▶ **Given exercise**
Could you echo, unchanged, the lines from the start of the items through the line containing "M 317 54 L 316", both ends included?

(Stored data items)
((
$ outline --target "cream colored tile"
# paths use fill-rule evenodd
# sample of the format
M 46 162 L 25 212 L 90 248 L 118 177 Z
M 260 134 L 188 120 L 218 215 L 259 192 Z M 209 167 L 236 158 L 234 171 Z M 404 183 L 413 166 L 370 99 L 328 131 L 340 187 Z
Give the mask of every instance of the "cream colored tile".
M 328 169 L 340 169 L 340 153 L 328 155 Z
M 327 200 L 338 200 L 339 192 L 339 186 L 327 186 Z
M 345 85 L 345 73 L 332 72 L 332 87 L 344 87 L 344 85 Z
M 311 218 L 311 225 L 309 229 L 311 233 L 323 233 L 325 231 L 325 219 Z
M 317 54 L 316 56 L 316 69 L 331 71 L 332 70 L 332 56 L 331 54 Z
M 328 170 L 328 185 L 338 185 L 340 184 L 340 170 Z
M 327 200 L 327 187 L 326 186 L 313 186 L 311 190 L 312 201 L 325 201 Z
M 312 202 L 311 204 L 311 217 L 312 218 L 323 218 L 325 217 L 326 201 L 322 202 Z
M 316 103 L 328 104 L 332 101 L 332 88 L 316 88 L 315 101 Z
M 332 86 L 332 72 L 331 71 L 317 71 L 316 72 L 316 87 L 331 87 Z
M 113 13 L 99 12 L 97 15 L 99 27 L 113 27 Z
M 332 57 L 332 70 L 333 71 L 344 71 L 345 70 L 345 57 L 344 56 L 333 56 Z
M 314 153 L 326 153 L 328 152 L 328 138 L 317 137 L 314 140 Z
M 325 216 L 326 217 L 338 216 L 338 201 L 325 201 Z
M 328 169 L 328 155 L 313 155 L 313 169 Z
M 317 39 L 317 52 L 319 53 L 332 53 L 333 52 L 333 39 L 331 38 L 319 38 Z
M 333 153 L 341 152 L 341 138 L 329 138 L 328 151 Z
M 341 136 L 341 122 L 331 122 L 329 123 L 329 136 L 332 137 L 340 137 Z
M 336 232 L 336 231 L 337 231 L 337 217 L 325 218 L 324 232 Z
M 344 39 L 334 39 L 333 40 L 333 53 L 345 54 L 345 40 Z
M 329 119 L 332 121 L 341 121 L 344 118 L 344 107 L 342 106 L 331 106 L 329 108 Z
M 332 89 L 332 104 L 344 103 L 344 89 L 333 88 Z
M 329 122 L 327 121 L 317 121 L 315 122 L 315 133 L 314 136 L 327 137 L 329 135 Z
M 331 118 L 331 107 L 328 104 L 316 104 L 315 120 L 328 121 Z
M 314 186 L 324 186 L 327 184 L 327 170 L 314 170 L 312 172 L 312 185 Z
))
▶ **Result for this task**
$ outline --target "cream colored tile"
# paths use fill-rule evenodd
# sample of the format
M 46 162 L 25 212 L 90 248 L 118 177 Z
M 260 134 L 188 120 L 218 215 L 259 192 Z M 209 167 L 236 158 L 234 171 Z M 404 183 L 413 166 L 370 99 L 328 131 L 340 187 Z
Give the mask of every instance of the "cream colored tile".
M 328 169 L 340 169 L 340 153 L 328 155 Z
M 327 200 L 338 200 L 339 192 L 339 186 L 327 186 Z
M 345 85 L 345 73 L 332 72 L 332 87 L 344 87 L 344 85 Z
M 311 218 L 311 225 L 309 229 L 311 233 L 323 233 L 325 231 L 325 219 Z
M 317 54 L 316 56 L 316 69 L 331 71 L 332 70 L 332 56 L 331 54 Z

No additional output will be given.